— START Input data —

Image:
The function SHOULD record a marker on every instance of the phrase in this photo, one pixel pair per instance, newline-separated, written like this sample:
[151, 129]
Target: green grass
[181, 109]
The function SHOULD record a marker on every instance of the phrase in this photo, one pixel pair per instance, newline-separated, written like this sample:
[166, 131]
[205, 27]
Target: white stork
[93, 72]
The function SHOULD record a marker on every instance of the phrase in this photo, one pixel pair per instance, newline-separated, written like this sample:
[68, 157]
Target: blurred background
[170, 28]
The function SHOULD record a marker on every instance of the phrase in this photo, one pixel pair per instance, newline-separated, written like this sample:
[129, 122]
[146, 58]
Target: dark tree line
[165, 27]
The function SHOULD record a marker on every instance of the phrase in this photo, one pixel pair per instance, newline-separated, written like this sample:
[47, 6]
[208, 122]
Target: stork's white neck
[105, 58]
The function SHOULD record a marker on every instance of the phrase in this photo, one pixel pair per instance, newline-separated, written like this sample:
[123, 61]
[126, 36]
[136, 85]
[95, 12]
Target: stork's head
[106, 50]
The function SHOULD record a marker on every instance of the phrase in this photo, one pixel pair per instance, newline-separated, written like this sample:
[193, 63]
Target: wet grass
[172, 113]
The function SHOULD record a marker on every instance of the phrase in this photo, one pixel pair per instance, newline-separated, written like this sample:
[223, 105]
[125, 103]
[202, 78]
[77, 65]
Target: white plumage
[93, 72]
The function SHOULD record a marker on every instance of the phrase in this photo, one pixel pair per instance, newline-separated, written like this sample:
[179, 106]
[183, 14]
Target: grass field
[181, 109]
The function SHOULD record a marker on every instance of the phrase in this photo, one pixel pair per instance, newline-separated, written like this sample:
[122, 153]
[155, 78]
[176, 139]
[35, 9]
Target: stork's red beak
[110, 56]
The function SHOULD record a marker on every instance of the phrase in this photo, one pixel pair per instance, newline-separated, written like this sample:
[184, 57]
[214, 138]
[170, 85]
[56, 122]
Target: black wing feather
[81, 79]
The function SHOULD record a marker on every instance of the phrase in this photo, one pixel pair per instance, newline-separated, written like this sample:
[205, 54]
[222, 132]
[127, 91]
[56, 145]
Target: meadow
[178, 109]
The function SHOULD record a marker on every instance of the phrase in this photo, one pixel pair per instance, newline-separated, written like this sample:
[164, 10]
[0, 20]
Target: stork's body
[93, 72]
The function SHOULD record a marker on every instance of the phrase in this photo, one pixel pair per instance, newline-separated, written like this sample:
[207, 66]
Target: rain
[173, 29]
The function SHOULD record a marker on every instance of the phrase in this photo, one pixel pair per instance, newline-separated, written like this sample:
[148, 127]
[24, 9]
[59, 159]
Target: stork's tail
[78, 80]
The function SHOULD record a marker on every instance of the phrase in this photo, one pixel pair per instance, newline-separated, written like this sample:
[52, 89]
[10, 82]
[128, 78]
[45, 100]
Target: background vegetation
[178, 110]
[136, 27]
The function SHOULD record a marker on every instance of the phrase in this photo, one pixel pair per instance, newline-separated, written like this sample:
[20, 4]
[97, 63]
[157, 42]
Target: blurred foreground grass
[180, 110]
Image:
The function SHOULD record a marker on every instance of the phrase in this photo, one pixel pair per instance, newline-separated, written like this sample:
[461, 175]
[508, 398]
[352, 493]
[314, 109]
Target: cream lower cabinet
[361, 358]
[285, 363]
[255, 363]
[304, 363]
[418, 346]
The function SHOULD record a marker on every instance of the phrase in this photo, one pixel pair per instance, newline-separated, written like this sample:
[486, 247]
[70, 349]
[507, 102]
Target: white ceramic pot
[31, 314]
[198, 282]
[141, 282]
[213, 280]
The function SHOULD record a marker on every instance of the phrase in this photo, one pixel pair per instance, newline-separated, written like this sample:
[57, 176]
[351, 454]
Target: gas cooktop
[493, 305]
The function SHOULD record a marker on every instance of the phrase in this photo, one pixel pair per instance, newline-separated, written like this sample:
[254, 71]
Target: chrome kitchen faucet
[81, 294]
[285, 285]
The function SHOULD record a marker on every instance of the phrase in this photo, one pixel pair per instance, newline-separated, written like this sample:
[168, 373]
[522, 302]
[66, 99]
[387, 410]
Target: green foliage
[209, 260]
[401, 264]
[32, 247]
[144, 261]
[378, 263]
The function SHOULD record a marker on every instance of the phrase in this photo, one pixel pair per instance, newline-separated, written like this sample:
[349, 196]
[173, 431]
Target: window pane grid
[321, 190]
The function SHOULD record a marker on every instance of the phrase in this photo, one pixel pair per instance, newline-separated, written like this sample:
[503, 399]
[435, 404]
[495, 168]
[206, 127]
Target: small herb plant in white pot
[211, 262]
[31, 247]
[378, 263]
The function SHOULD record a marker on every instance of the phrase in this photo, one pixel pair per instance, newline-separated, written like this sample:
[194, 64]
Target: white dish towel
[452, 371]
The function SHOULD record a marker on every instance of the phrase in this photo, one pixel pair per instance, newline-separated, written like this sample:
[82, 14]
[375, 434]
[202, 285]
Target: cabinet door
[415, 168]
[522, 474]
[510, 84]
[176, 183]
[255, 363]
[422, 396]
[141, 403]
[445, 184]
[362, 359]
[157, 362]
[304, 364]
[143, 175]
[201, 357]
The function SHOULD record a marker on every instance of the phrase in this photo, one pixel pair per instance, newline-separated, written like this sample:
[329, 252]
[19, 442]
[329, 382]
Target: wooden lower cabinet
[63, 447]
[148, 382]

— END Input data —

**Problem description:** Tally the lines in the entries above that contain the string "background", treating uppercase and lowercase as different. Reply with the count only.

**The completed task:** 2